• [What is expected]
Render every line of the records below as a Markdown table with two columns, Row and Text: Row holds the line's running number and Text holds the line itself. Skip blank lines, and leave the pictures out of the answer.

═══ Data listing ═══

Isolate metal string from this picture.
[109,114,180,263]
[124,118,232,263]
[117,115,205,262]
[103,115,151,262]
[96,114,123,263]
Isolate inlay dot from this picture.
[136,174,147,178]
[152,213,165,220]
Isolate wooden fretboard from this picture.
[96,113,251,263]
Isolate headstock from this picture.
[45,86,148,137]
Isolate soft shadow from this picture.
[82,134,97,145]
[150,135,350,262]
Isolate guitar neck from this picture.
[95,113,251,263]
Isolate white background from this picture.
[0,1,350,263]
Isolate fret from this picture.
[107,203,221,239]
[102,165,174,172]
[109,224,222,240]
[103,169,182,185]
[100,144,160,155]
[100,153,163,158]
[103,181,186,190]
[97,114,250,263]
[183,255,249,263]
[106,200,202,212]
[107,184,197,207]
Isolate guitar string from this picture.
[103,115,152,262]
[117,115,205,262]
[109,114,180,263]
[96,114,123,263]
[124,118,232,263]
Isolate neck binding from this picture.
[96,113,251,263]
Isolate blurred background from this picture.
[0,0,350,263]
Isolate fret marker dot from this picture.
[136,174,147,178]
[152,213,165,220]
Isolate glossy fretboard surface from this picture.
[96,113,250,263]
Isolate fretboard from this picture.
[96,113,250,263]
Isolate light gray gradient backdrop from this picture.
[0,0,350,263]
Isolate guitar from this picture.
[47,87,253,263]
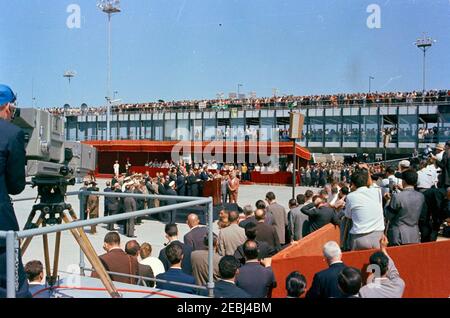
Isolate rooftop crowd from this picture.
[26,141,450,299]
[48,89,450,116]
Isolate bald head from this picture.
[255,209,266,222]
[187,213,200,229]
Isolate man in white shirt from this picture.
[359,235,405,298]
[345,164,385,250]
[113,160,120,177]
[417,161,438,192]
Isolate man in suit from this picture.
[159,224,192,275]
[286,271,306,298]
[125,240,155,287]
[255,200,274,225]
[236,240,277,298]
[78,180,89,220]
[300,196,339,234]
[123,184,137,237]
[234,222,276,265]
[288,194,309,241]
[338,267,362,298]
[107,183,123,231]
[162,181,178,224]
[306,241,346,298]
[214,255,251,298]
[156,242,196,294]
[385,170,427,245]
[86,181,100,234]
[219,211,246,256]
[176,170,186,197]
[359,235,405,298]
[255,209,281,252]
[191,234,221,286]
[239,205,256,229]
[183,213,208,251]
[228,171,239,203]
[91,232,139,285]
[187,170,200,197]
[266,192,288,245]
[25,260,52,298]
[103,181,114,216]
[0,85,30,298]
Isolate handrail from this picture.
[51,98,450,117]
[17,198,211,239]
[79,267,208,290]
[0,191,214,298]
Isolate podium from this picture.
[203,179,222,205]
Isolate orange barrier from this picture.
[272,225,450,298]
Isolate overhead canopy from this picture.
[84,140,311,160]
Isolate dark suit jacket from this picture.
[165,189,178,205]
[183,226,208,251]
[176,174,186,196]
[214,280,251,298]
[306,263,346,298]
[187,175,200,197]
[0,119,25,237]
[138,264,155,287]
[156,268,197,294]
[92,248,139,284]
[300,203,339,233]
[267,202,288,245]
[256,222,280,251]
[234,241,276,265]
[236,262,277,298]
[436,150,450,188]
[239,215,258,229]
[159,241,192,275]
[103,187,114,216]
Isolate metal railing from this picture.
[0,191,214,298]
[61,97,450,117]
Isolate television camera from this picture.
[12,109,119,297]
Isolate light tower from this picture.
[369,76,375,94]
[97,0,121,141]
[414,34,436,93]
[63,71,77,105]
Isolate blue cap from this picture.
[0,84,16,106]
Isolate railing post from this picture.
[6,231,19,298]
[79,191,86,276]
[207,198,214,297]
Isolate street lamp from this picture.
[63,71,77,105]
[97,0,121,141]
[414,35,436,93]
[237,84,244,99]
[369,76,375,93]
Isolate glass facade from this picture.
[66,102,450,150]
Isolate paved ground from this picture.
[14,180,316,272]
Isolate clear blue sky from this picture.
[0,0,450,107]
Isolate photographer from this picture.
[0,85,31,298]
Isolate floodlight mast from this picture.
[97,0,121,141]
[63,71,77,105]
[414,35,436,94]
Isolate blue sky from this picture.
[0,0,450,107]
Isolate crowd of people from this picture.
[44,89,450,116]
[25,141,450,298]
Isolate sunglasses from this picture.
[9,102,20,120]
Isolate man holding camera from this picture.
[0,84,31,298]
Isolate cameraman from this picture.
[0,84,31,298]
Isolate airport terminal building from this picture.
[65,98,450,156]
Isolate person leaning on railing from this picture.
[0,84,31,298]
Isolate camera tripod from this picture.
[21,178,120,298]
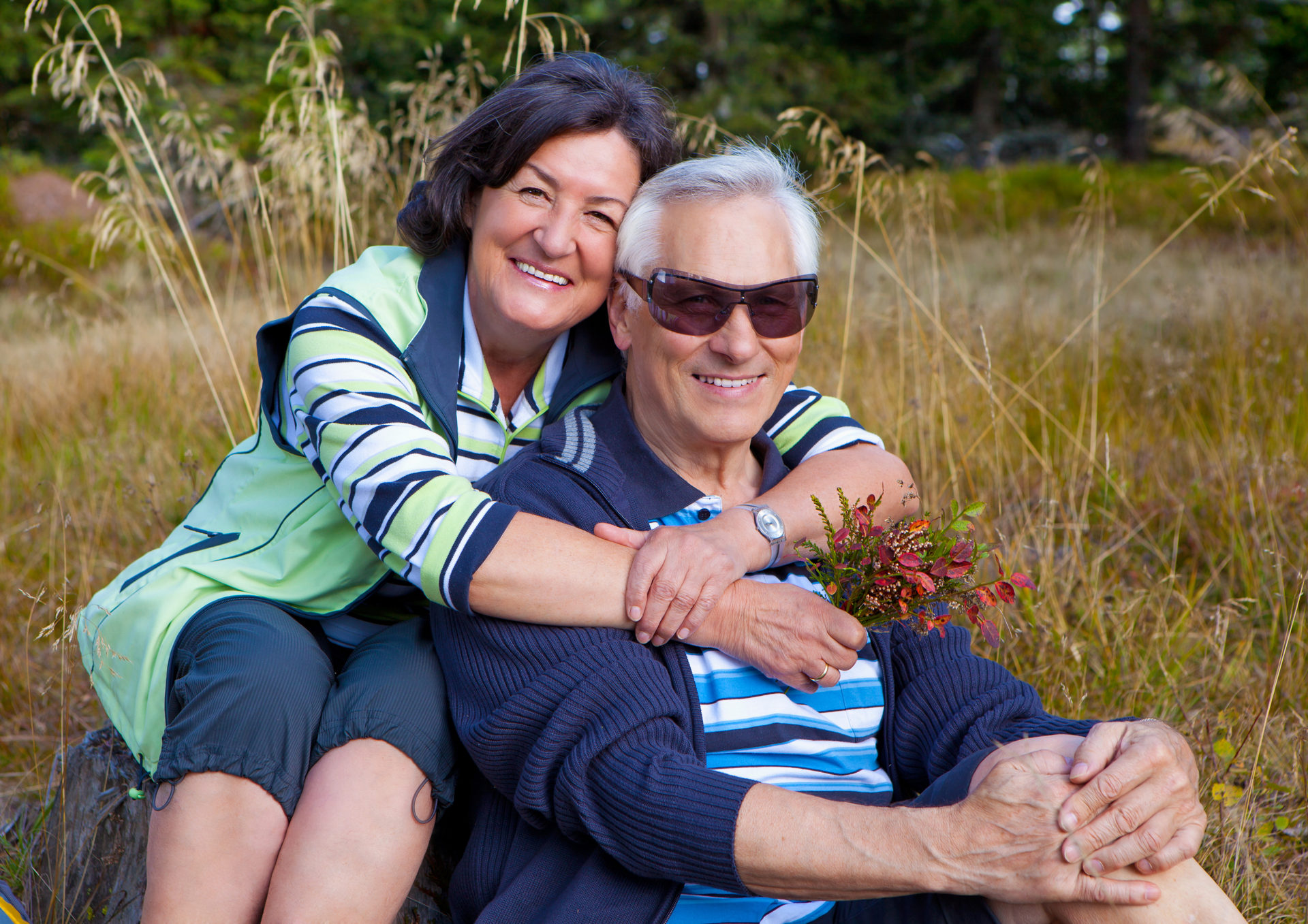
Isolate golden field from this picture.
[0,0,1308,923]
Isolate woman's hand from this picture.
[689,580,867,692]
[595,510,764,648]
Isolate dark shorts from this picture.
[155,597,455,816]
[813,748,998,924]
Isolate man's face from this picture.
[610,196,803,449]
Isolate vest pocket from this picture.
[119,523,240,591]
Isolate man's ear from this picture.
[608,276,636,353]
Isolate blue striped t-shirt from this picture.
[650,495,891,924]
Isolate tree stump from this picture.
[25,725,458,924]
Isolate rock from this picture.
[25,725,458,924]
[9,170,99,225]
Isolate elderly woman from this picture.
[432,148,1243,924]
[78,55,907,921]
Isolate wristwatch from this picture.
[736,503,786,567]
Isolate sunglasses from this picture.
[621,269,818,338]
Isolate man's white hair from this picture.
[614,144,822,308]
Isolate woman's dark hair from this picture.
[395,52,681,257]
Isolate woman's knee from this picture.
[155,599,334,816]
[314,620,455,803]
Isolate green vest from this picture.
[77,247,619,772]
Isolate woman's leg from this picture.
[142,599,332,924]
[263,738,432,924]
[264,618,454,924]
[141,772,286,924]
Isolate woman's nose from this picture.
[709,302,759,362]
[535,208,577,257]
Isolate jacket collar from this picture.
[542,375,790,520]
[404,240,621,445]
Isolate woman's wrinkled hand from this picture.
[689,580,867,692]
[595,516,749,644]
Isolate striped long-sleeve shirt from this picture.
[275,289,882,641]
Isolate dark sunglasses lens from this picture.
[650,274,732,336]
[745,281,812,337]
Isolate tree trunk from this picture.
[1122,0,1150,162]
[972,26,1003,159]
[25,725,456,924]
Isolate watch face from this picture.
[753,509,786,540]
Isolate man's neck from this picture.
[627,391,762,509]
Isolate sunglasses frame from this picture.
[617,267,818,340]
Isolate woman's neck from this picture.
[472,308,559,412]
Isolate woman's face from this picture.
[468,129,641,361]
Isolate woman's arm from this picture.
[287,303,870,686]
[597,444,918,648]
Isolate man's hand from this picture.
[690,583,867,692]
[595,513,766,644]
[941,750,1162,904]
[1058,720,1207,876]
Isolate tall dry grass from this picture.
[0,3,1308,921]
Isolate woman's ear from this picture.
[608,276,636,353]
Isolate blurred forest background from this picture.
[7,0,1308,166]
[0,0,1308,924]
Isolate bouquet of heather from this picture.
[796,492,1036,646]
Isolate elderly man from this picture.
[432,148,1243,924]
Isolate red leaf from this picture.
[1010,571,1036,591]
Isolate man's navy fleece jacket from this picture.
[432,383,1092,924]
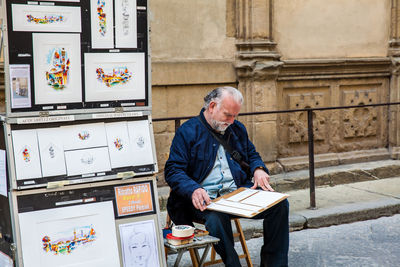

═══

• [Worked solution]
| Row | Text |
|---|---|
| 1 | Isolate metal string from this picture. |
| 2 | [109,114,180,263] |
| 3 | [124,118,232,263] |
| 4 | [117,115,205,262] |
| 5 | [103,115,151,262] |
| 6 | [96,114,123,263] |
| 7 | Isolate inlay dot from this picture. |
| 8 | [136,174,147,178] |
| 9 | [152,213,165,220] |
| 10 | Isolate wooden fretboard from this picture. |
| 11 | [96,113,251,263] |
| 12 | Isolate headstock from this picture. |
| 13 | [45,86,148,137] |
| 14 | Isolate soft shadow from this picture. |
| 15 | [82,134,97,145] |
| 16 | [150,135,350,262] |
| 17 | Isolate guitar neck from this picture. |
| 18 | [95,113,251,263] |
| 19 | Isolate white background from this picture. |
| 20 | [0,1,350,263] |
| 21 | Isolate fret from this picture. |
| 22 | [107,203,221,239] |
| 23 | [102,165,174,172] |
| 24 | [109,224,222,240] |
| 25 | [103,169,182,185] |
| 26 | [100,144,160,155] |
| 27 | [100,153,163,158] |
| 28 | [103,181,186,190] |
| 29 | [97,114,250,263] |
| 30 | [183,255,249,263] |
| 31 | [106,200,202,212] |
| 32 | [107,184,197,207] |
| 33 | Isolate guitar string from this picture. |
| 34 | [103,115,152,262] |
| 35 | [117,115,205,262] |
| 36 | [109,114,180,263] |
| 37 | [96,114,123,263] |
| 38 | [124,118,232,263] |
| 39 | Isolate neck binding from this picture. |
| 40 | [96,113,251,263] |
| 41 | Isolate blurred background from this picture. |
| 42 | [0,0,350,263] |
| 43 | Isolate fret marker dot from this picture. |
| 44 | [136,174,147,178] |
| 45 | [152,213,165,220] |
| 46 | Isolate glossy fretboard surface from this picture. |
| 47 | [96,113,250,263] |
| 48 | Isolate fretboard from this picture. |
| 49 | [96,113,250,263] |
| 50 | Isolate light gray gradient backdrop from this picture. |
| 51 | [0,0,350,263] |
| 52 | Isolate guitar from this picture. |
| 53 | [47,87,253,263] |
| 54 | Isolate rooftop crowd from this picture. |
| 55 | [26,141,450,299] |
| 56 | [48,89,450,116] |
| 57 | Isolate bald head from this picture. |
| 58 | [255,209,266,222] |
| 59 | [187,213,200,229] |
| 60 | Isolate man in white shirt from this picture. |
| 61 | [359,235,405,298] |
| 62 | [345,164,385,250] |
| 63 | [113,160,120,177] |
| 64 | [417,161,438,192] |
| 65 | Isolate man in suit from this picture. |
| 66 | [159,224,192,275] |
| 67 | [286,271,306,298] |
| 68 | [125,240,155,287] |
| 69 | [255,200,274,225] |
| 70 | [236,240,277,298] |
| 71 | [78,180,89,220] |
| 72 | [300,196,339,234] |
| 73 | [123,184,137,237] |
| 74 | [234,222,276,265] |
| 75 | [288,194,309,241] |
| 76 | [338,267,362,298] |
| 77 | [107,183,123,231] |
| 78 | [162,181,178,224] |
| 79 | [306,241,346,298] |
| 80 | [214,255,251,298] |
| 81 | [156,242,196,294] |
| 82 | [385,170,427,245] |
| 83 | [86,181,100,234] |
| 84 | [219,211,246,256] |
| 85 | [176,170,186,197] |
| 86 | [359,235,405,298] |
| 87 | [255,209,281,252] |
| 88 | [191,234,221,286] |
| 89 | [239,205,256,229] |
| 90 | [183,213,208,251] |
| 91 | [228,171,239,203] |
| 92 | [91,232,139,285] |
| 93 | [187,170,200,197] |
| 94 | [266,192,288,245] |
| 95 | [25,260,52,298] |
| 96 | [103,181,114,216] |
| 97 | [0,85,30,298] |
| 98 | Isolate handrail from this picture. |
| 99 | [51,98,450,117] |
| 100 | [17,198,211,239] |
| 101 | [79,267,208,290] |
| 102 | [0,191,214,298] |
| 103 | Isolate podium from this picture. |
| 104 | [203,179,222,205] |
| 105 | Isolate orange barrier from this picture. |
| 106 | [272,225,450,298] |
| 107 | Isolate overhead canopy from this picture. |
| 108 | [84,140,311,160] |
| 109 | Isolate dark suit jacket from this picture. |
| 110 | [165,189,178,205] |
| 111 | [183,226,208,251] |
| 112 | [176,174,186,196] |
| 113 | [214,280,251,298] |
| 114 | [306,263,346,298] |
| 115 | [187,175,200,197] |
| 116 | [0,119,25,237] |
| 117 | [138,264,155,287] |
| 118 | [156,268,197,294] |
| 119 | [92,248,139,284] |
| 120 | [300,203,339,233] |
| 121 | [267,202,288,245] |
| 122 | [256,222,280,251] |
| 123 | [234,241,276,265] |
| 124 | [236,262,277,298] |
| 125 | [436,150,450,188] |
| 126 | [239,215,258,229] |
| 127 | [159,241,192,275] |
| 128 | [103,187,114,216] |
| 129 | Isolate metal railing from this picture. |
| 130 | [0,191,214,298] |
| 131 | [61,97,450,117] |
| 132 | Isolate television camera from this picture. |
| 133 | [12,109,119,297] |
| 134 | Isolate light tower from this picture. |
| 135 | [369,76,375,94] |
| 136 | [97,0,121,141] |
| 137 | [414,34,436,93] |
| 138 | [63,71,77,105] |
| 139 | Isolate blue cap from this picture. |
| 140 | [0,84,16,106] |
| 141 | Isolate railing post from this picture. |
| 142 | [6,231,19,298] |
| 143 | [79,191,86,276] |
| 144 | [207,198,214,297] |
| 145 | Isolate street lamp from this picture. |
| 146 | [63,71,77,105] |
| 147 | [97,0,121,141] |
| 148 | [414,35,436,93] |
| 149 | [237,84,244,99] |
| 150 | [369,76,375,93] |
| 151 | Isolate glass facade from this picture. |
| 152 | [66,102,450,150] |
| 153 | Isolate paved ground from this picture. |
| 154 | [14,180,316,272] |
| 155 | Isolate clear blue sky from this picture. |
| 156 | [0,0,450,107] |
| 157 | Isolate photographer from this picture. |
| 158 | [0,85,31,298] |
| 159 | Isolate floodlight mast from this picture. |
| 160 | [97,0,121,141] |
| 161 | [63,71,77,105] |
| 162 | [414,35,436,94] |
| 163 | Isolate blue sky from this picture. |
| 164 | [0,0,450,107] |
| 165 | Isolate crowd of people from this picture. |
| 166 | [44,89,450,116] |
| 167 | [25,141,450,298] |
| 168 | Isolate sunglasses from this picture. |
| 169 | [9,102,20,120] |
| 170 | Isolate man holding camera from this picture. |
| 171 | [0,84,31,298] |
| 172 | Isolate cameraman from this picture. |
| 173 | [0,84,31,298] |
| 174 | Isolate airport terminal building from this picture. |
| 175 | [65,98,450,156] |
| 176 | Isolate person leaning on railing from this picture. |
| 177 | [0,84,31,298] |
| 178 | Isolate camera tripod from this picture. |
| 179 | [21,178,120,298] |
| 180 | Isolate golden field from this picture. |
| 181 | [0,0,1308,923] |
| 182 | Isolate woman's hand from this picture. |
| 183 | [689,580,867,692] |
| 184 | [595,510,764,648] |
| 185 | Isolate dark shorts from this picture. |
| 186 | [155,597,455,816] |
| 187 | [813,748,998,924] |
| 188 | Isolate man's face from this picture. |
| 189 | [610,196,803,449] |
| 190 | Isolate vest pocket from this picture. |
| 191 | [119,523,240,591] |
| 192 | Isolate man's ear from this picture. |
| 193 | [608,276,636,353] |
| 194 | Isolate blue striped t-shirt from this picture. |
| 195 | [650,495,891,924] |
| 196 | Isolate tree stump from this picture. |
| 197 | [25,725,458,924] |
| 198 | Isolate rock from this picture. |
| 199 | [25,725,458,924] |
| 200 | [9,170,99,225] |
| 201 | Isolate elderly woman from this picture. |
| 202 | [432,148,1243,924] |
| 203 | [78,55,907,921] |
| 204 | Isolate wristwatch from this picture. |
| 205 | [736,503,786,567] |
| 206 | Isolate sunglasses from this picture. |
| 207 | [621,269,818,338] |
| 208 | Isolate man's white hair from this picture. |
| 209 | [614,144,822,308] |
| 210 | Isolate woman's dark hair from this picture. |
| 211 | [395,52,681,257] |
| 212 | Isolate woman's knee from this picture. |
| 213 | [155,599,334,816] |
| 214 | [314,620,455,803] |
| 215 | Isolate green vest from this picture. |
| 216 | [77,247,619,772] |
| 217 | Isolate woman's leg from this picture. |
| 218 | [142,599,332,924] |
| 219 | [263,738,432,924] |
| 220 | [264,618,454,924] |
| 221 | [141,772,286,924] |
| 222 | Isolate woman's nose from this picture. |
| 223 | [709,302,759,362] |
| 224 | [535,208,577,257] |
| 225 | Isolate jacket collar from this picture. |
| 226 | [542,375,790,520] |
| 227 | [404,240,621,445] |
| 228 | Isolate woman's wrinkled hand from this picture. |
| 229 | [689,580,867,692] |
| 230 | [595,516,749,644] |
| 231 | Isolate striped long-sleeve shirt from this picture. |
| 232 | [275,289,882,641] |
| 233 | Isolate dark sunglasses lens from this picture. |
| 234 | [650,274,732,336] |
| 235 | [745,281,812,337] |
| 236 | Isolate tree trunk from this picture. |
| 237 | [1122,0,1150,162] |
| 238 | [972,26,1003,159] |
| 239 | [25,725,456,924] |
| 240 | Isolate watch face from this picture. |
| 241 | [753,509,786,540] |
| 242 | Isolate man's neck from this picture. |
| 243 | [627,391,762,509] |
| 244 | Isolate sunglasses frame from this picture. |
| 245 | [617,267,818,340] |
| 246 | Isolate woman's neck from this picture. |
| 247 | [472,308,559,412] |
| 248 | Isolate woman's face from this picture. |
| 249 | [468,129,641,361] |
| 250 | Isolate woman's arm from this picture. |
| 251 | [287,303,870,686] |
| 252 | [597,444,918,648] |
| 253 | Isolate man's hand from this picture. |
| 254 | [690,583,867,692] |
| 255 | [595,513,766,644] |
| 256 | [941,750,1162,904] |
| 257 | [1058,720,1207,876] |
| 258 | Isolate tall dry grass from this picture. |
| 259 | [0,3,1308,921] |
| 260 | Isolate woman's ear from this picture. |
| 261 | [608,276,636,353] |
| 262 | Isolate blurred forest background from this picture. |
| 263 | [7,0,1308,166] |
| 264 | [0,0,1308,924] |
| 265 | Isolate bouquet of heather from this picture. |
| 266 | [796,492,1036,646] |
| 267 | Isolate elderly man from this picture. |
| 268 | [432,148,1243,924] |
| 269 | Isolate red leaf from this picture. |
| 270 | [1010,571,1036,591] |
| 271 | Isolate man's navy fleece jacket from this picture. |
| 272 | [432,383,1092,924] |